Extract provided ::
Budgeting and finance in children’s homes

By John Burton

Date Posted: 14th June, 2012

John Burton is an independent social care consultant and a widely published author on matters to do with social care. His website can be found at www.standardsfor practice.co.uk



Working notes on Budgeting and finance in children’s homes

by John Burton


The money side of care cannot and should not be cut off from the therapeutic body of care. A children’s home that is set up with the primary task of making a profit will fail the children. Equally, a children’s home that is set up with no regard for sensible finance and where money is no object will also fail the children, although it may be more difficult to understand why.

The children and young people living in children’s homes will have been deprived of many of the essential ingredients of childhood and infancy: consistent love, relationships and value, food and comfort, healthcare, education, and material provision that is sufficient and reliable. The job of the children’s home is to provide some or all of these missing elements to support the child in healing and growing, and becoming stronger and more whole as a person growing up.

The income of the home must match the outgoings. To begin with much more money has to be invested and spent than will come in. A building and team have to be there ready to accept the first residents. The home will not be full from day one. This investment must be recouped and interest paid on borrowings.

There will be constant fluctuations in income and expenditure as people (staff and children) come and go. As a home becomes established the fluctuations should begin to level out. The staff stay longer and an effective team is built; a consistent way of working based on tried and trusted theory and method is established. Getting to this point entails huge investment and commitment not only of money, but of time, energy, ideas, belief and emotion. Proprietors, managers and staff who keep faith with the vision of a therapeutic children’s home and build a team, a home and a way of working will all have invested very heavily. The process will have had a profound affect on all their lives.

In a small children’s home (3 – 5 children), the effect of just one child coming or going can increase or decrease income by as much as a third. This makes such small homes too vulnerable to the whims and financial instabilities of placing authorities. A change in placement/commissioning manager can quickly undermine the financial viability of a small children’s home and threaten the good care of the remaining children. While some expenditure can be adjusted to occupancy, staff costs (accounting for well over 50% of outgoings) should not be subject to short-term fluctuations.

Consistency and reliability are essential for the children, and to work in this way, staff too need the same from their employer. If the employer demands short-term fluctuations in expenditure, the staff will inevitably respond with short-term fluctuations in their commitment. Very quickly mistrust and relationship breakdown spread through the organisation, depriving the children of the essential care and concern that the home is there to provide. In no time, the placing authorities (who arguably may have caused the crisis in the first place by underfunding) are withdrawing children and/or the children themselves make their placement untenable. Back to square one!

This whole scenario arises from the failure to make money and resources an integral part of the therapeutic social ecology of the children’s home, and thereby an essential part of the manager’s responsibilities. The manager – and, to some considered extent, the staff and children – must have responsibility, accountability and control over expenditure, and it must be within the manager’s remit to plan spending over whole year periods.

In order to plan and to make this work (and make the home work), the manager must be given the financial information. This information itself is not complicated: whole income, whole expenditure, investment and expected profit margin or surplus. The manager must know exactly what is spent on staff including additional costs such as NI, and be able to review monthly figures. Similarly for food, cleaning materials, maintenance, recreation etc. The figures for staffing are readily available because staff are paid every month. Some of the other expenditure may not be accounted for under separate headings, but this can be achieved very easily. The system must be designed for and adapted to the primary task. If the manager is not given the full picture – everything – s/he will always suspect (and especially at times when spending is being cut back) that the proprietor is manipulating or exaggerating the figures to force urgent action. A feeling of panic and instability spreads.

Balancing income and expenditure over a period of time (not weekly or monthly but annually) is essential to the therapeutic task. Care must be costed and paid for. If a conscientious and honest provider cannot provide good care (and make a modest profit) for the money paid by placing authorities, then I would argue that they should not continue the attempt because the care will not be good enough.

The provider (unless directly managing the home) is not in a position to make the daily/weekly/monthly judgements and decisions about spending because s/he cannot be sufficiently in touch with the immediate needs of the children and the home as a whole. But if the manager doesn’t have the information about income and expenditure which would enable him/her to make these essential decisions and to plan ahead within the proper limitations of the income, the home and its task will be perpetually undermined by a “feast and famine” culture which is no way to do the work.

Supplied records ::
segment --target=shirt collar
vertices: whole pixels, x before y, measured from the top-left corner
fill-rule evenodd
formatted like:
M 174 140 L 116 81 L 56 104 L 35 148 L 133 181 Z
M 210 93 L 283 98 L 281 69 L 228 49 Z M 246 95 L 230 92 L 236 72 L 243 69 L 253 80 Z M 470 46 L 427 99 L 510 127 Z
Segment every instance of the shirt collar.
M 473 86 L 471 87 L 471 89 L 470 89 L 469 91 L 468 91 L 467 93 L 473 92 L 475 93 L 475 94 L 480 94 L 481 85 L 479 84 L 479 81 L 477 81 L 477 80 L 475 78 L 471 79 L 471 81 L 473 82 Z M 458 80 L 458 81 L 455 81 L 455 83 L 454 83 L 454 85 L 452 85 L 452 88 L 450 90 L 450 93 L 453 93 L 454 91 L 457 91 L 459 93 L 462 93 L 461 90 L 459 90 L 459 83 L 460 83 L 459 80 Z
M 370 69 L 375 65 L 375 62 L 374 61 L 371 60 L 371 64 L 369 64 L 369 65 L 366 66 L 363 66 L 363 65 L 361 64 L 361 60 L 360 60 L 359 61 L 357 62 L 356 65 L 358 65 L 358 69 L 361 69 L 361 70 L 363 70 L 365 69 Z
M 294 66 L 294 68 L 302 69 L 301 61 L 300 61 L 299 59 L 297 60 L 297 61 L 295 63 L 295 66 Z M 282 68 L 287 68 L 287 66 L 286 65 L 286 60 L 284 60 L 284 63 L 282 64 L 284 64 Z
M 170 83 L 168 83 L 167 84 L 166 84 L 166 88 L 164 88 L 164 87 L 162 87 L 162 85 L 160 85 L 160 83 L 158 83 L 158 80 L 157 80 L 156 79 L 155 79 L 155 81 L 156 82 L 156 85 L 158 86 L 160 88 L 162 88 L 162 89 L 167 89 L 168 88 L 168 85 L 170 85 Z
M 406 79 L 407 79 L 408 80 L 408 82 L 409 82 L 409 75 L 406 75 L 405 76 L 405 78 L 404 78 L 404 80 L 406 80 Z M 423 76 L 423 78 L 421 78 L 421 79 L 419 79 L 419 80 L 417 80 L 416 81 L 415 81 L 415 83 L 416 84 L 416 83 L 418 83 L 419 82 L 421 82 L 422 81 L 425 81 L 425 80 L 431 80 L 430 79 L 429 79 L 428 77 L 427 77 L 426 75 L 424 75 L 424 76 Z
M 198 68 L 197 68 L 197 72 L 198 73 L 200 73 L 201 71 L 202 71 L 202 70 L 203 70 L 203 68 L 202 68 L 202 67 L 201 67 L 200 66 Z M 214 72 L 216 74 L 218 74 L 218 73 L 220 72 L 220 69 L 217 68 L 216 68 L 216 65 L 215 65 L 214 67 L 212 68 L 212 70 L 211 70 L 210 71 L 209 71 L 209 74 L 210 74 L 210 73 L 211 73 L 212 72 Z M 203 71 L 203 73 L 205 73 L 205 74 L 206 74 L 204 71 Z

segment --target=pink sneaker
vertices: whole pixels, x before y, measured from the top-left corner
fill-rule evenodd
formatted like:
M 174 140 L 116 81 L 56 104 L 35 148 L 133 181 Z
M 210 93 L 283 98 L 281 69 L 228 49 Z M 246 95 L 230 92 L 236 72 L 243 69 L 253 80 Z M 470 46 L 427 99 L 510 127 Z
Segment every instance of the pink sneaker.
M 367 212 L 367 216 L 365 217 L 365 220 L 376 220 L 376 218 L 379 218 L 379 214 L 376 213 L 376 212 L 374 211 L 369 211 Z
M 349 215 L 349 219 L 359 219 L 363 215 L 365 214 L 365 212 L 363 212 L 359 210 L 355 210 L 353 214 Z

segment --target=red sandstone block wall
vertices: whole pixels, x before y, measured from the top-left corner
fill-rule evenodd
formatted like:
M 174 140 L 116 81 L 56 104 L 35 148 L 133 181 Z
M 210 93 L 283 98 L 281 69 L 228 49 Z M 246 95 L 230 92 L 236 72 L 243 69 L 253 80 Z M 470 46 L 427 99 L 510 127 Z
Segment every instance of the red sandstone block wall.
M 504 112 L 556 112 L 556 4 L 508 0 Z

Task list ::
1) Decide whether each statement agrees with the notes on children's home finance: (a) staff costs make up well over half of a home's outgoings; (b) in a small home, one child arriving or leaving can change income by as much as half; (c) income and expenditure should be balanced monthly. For each, answer yes or no and quote the deciding words from the notes.
2) Update the notes on children's home finance, starting with "by John Burton" and going on through "to understand why.". Replace "profit" with "surplus".
The rows are drawn from a separate source.

Answer list ::
1)
(a) Yes: "staff costs (accounting for well over 50% of outgoings)"
(b) No: "can increase or decrease income by as much as a third"
(c) No: "not weekly or monthly but annually"

2)
by John Burton


The money side of care cannot and should not be cut off from the therapeutic body of care. A children’s home that is set up with the primary task of making a surplus will fail the children. Equally, a children’s home that is set up with no regard for sensible finance and where money is no object will also fail the children, although it may be more difficult to understand why.